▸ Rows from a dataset
######
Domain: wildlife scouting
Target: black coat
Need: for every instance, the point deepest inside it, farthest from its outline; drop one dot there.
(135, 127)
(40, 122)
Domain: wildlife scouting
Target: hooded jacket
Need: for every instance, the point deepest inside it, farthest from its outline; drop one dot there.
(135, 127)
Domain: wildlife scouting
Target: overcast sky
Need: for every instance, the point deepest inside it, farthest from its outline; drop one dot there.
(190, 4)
######
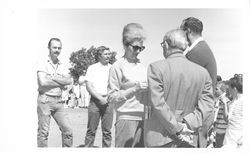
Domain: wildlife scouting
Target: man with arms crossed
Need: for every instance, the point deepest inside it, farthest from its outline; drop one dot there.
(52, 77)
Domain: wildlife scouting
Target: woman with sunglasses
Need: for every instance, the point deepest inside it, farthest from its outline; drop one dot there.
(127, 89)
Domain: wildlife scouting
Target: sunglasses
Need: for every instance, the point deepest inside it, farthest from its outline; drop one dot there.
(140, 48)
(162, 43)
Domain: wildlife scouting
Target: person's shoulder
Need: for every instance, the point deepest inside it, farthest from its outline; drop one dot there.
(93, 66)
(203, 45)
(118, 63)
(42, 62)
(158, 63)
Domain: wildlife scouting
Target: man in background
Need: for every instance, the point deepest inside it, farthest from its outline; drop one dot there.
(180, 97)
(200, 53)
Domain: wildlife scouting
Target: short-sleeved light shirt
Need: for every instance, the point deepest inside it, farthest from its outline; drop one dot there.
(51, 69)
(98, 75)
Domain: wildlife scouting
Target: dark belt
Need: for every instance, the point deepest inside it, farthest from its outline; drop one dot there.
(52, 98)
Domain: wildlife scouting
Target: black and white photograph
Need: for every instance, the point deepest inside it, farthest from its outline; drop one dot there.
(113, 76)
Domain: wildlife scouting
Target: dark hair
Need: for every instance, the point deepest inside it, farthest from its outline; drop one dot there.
######
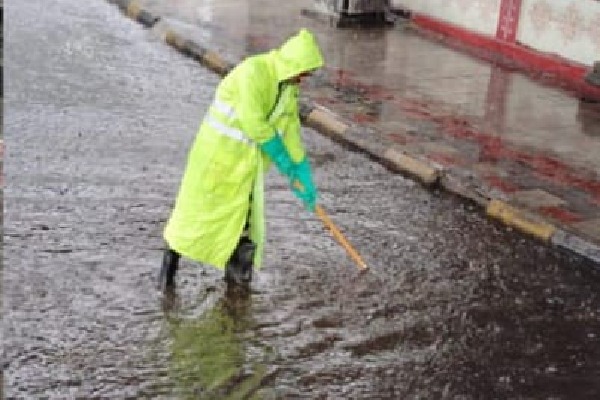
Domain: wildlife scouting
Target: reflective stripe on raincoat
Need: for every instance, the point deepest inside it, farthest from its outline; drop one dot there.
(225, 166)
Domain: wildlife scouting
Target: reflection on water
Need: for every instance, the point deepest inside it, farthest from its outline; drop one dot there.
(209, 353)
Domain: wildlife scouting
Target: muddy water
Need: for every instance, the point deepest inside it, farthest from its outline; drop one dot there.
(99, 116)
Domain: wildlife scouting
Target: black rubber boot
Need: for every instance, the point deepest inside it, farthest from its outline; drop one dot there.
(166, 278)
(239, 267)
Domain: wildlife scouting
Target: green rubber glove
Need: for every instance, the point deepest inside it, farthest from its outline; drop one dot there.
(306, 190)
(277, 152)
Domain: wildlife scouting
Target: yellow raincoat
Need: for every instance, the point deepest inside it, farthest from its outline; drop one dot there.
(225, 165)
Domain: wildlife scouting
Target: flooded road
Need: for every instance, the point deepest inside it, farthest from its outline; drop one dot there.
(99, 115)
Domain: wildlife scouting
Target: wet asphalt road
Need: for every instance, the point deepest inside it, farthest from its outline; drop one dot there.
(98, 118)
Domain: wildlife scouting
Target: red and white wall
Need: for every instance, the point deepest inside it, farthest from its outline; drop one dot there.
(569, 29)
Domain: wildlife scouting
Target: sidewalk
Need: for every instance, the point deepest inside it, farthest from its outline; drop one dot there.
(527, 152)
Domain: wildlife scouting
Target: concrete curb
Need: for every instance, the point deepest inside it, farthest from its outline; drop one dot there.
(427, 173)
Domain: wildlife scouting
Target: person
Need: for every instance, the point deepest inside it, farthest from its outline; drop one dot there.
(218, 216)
######
▸ What is required
Pick out each line of the records above that contains the string "white", and copy those lines.

▸ Reply
Target: black and white photograph
Target: red and white wall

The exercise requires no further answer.